# OBJETIVO DO EXERCÍCIO
Por favor, transcreva literalmente o trecho da entrevista abaixo, começando em "Miguel Arcanjo Prado – Esses" e seguindo até "Ele dá risada.".

# TEXTO DA ENTREVISTA
Miguel Arcanjo Prado – E como era?
Rodrigo Audi – O Antunes me dava uma liberdade muito grande, fora a convivência diária com ele, tomar café junto. Teve todos os sentimentos: amor, ódio, brigas. Passei muitos momentos importantes da vida lá e tudo se misturou. Penso que foi mais rico eu estar lá com ele no escritório do que só atuando. Tive acesso a coisas que quase ninguém tinha. Fiquei nove anos ao todo.
Miguel Arcanjo Prado – É um casamento. E qual Antunes você descobriu? Era diferente do mito?
Rodrigo Audi – Completamente. Nem penso nisso de mito. Claro que sei que ele é. Mas, para mim, é um grande amigo. Um moleque como eu. Passamos tardes dando sustos na galera, parceiros de palhaçadas. Desmistificou mesmo. Ele é muito inteligente, esperto, bem-humorado.
Miguel Arcanjo Prado – Mas tem gente que morre de medo do Antunes…
Rodrigo Audi – A galera tem muito medo dele. Sei que tem esse personagem. Eu brinco que, se ele realmente estivesse berrando e gritando sentindo aquilo, a saúde dele não aguentaria. Claro que ele brinca com o mito da lenda do bravo. O que eu vi mesmo é um cara diferente desse mito. Nesse meio tempo no escritório, fiz também Senhora dos Afogados.
Miguel Arcanjo Prado – Você esteve na época em que o Lee Taylor era o grande ator do CPT. Parecia que o CPT era o Antunes, o Lee e o resto. Como vocês conviviam com isso?
Rodrigo Audi – [Pensativo] É um formato que diretores antigos trabalham. Eu, particularmente, não acho que seja a maneira mais saudável hoje em dia. Mas era a maneira como ele trabalhava, e a gente se adequava a isso. Muita gente, claro, se incomodava, mas o Lee é um cara muito legal, muito CDF, esforçado. Então, não via ninguém lá dentro que pudesse assumir esse lugar a não ser ele. Eu mesmo passei pelo personagem Quaderna [que mais tarde foi interpretado por Lee] por três semanas e realmente era uma sensação insuportável. Eu não estava preparado. Dentro daquele formato, o Lee se encaixou completamente. A gente é muito amigo. Como tenho outros amigos que fiz nessa época, como o Eric Lenate e o Marcelo Villas Boas.
Miguel Arcanjo Prado – Esses dois últimos estão na peça No Coração do Mundo. E o Eric está ótimo.
Rodrigo Audi – Ele é um grande ator. Eu brinco com ele, quando ele me dirige, e falo para ele fazer o personagem. Porque ele é bem melhor. Ele dá risada.
Miguel Arcanjo Prado – Ele só não atende ao telefone. Porque estou numa novela para entrevistá-lo. Mas vamos ao que interessa: por que você saiu do CPT?
Rodrigo Audi – Estava chegando num momento em que estava batendo muito de frente com o Antunes, me indispondo muito. A gente ficava muito próximo. Mas foi muito legal isso também, porque pude exercer a minha sinceridade com ele, e hoje ele me respeita por causa disso.

# LISTAGEM FORNECIDA

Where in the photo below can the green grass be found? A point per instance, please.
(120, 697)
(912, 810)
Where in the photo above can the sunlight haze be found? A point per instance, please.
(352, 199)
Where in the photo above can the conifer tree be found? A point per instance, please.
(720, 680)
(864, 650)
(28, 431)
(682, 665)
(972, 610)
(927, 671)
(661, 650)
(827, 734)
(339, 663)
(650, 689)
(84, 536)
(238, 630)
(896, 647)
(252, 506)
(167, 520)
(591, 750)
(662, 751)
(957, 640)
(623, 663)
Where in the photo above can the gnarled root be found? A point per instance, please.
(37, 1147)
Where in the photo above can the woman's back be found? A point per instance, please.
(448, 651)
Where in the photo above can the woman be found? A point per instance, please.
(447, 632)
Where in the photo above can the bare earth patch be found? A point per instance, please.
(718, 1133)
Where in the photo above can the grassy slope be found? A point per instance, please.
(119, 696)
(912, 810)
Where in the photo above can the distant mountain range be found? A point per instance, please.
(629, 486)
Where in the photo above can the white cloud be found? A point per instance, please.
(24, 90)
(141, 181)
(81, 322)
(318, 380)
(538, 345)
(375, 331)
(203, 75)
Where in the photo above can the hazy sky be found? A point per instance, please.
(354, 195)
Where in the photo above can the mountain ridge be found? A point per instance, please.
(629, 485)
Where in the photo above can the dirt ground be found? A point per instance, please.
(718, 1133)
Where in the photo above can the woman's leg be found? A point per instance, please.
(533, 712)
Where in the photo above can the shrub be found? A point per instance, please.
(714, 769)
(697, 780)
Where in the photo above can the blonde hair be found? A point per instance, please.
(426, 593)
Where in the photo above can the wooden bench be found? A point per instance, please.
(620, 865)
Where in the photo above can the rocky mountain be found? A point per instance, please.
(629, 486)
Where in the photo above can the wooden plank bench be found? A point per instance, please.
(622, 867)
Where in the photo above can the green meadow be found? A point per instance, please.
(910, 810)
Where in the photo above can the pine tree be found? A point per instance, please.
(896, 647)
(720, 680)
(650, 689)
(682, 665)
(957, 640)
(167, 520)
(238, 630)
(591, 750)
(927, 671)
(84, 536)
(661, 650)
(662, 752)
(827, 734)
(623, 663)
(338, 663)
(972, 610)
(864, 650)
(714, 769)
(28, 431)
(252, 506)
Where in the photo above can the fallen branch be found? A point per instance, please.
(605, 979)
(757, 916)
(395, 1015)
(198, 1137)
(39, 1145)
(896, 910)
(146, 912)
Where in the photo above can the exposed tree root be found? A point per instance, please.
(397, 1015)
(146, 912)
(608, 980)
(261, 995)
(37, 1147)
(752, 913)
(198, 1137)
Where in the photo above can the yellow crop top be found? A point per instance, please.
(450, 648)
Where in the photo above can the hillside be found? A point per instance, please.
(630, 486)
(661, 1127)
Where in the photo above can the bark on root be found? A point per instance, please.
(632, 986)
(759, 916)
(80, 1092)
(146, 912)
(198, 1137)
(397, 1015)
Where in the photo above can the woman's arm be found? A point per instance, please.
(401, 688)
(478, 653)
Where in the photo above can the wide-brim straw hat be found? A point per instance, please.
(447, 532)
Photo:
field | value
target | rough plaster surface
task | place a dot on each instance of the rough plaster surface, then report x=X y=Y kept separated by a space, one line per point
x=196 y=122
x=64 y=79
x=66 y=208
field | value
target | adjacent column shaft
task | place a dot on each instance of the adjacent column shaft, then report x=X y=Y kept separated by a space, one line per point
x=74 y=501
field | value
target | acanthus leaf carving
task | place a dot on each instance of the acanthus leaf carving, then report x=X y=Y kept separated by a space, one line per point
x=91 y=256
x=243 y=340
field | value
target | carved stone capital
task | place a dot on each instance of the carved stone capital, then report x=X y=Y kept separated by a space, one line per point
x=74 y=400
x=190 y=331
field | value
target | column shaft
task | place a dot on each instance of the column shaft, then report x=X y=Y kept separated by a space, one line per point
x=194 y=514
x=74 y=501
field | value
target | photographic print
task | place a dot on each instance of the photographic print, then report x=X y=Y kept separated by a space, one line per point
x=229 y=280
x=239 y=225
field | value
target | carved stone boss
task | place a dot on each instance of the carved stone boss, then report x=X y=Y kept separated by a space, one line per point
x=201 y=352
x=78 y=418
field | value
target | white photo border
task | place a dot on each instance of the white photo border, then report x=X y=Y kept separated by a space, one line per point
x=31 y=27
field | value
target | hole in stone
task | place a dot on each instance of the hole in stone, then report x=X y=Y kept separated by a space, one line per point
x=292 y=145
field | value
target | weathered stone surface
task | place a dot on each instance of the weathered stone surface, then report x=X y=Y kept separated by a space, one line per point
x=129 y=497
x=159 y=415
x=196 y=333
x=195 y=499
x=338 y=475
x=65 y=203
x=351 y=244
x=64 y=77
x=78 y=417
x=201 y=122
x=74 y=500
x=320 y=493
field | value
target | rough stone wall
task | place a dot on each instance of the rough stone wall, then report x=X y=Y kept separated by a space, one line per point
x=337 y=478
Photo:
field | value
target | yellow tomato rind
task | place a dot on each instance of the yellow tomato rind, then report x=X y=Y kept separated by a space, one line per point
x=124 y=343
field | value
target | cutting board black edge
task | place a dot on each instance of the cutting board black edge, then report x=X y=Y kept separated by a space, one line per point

# RESOLUÇÃO
Miguel Arcanjo Prado – Esses dois últimos estão na peça No Coração do Mundo. E o Eric está ótimo.
Rodrigo Audi – Ele é um grande ator. Eu brinco com ele, quando ele me dirige, e falo para ele fazer o personagem. Porque ele é bem melhor. Ele dá risada.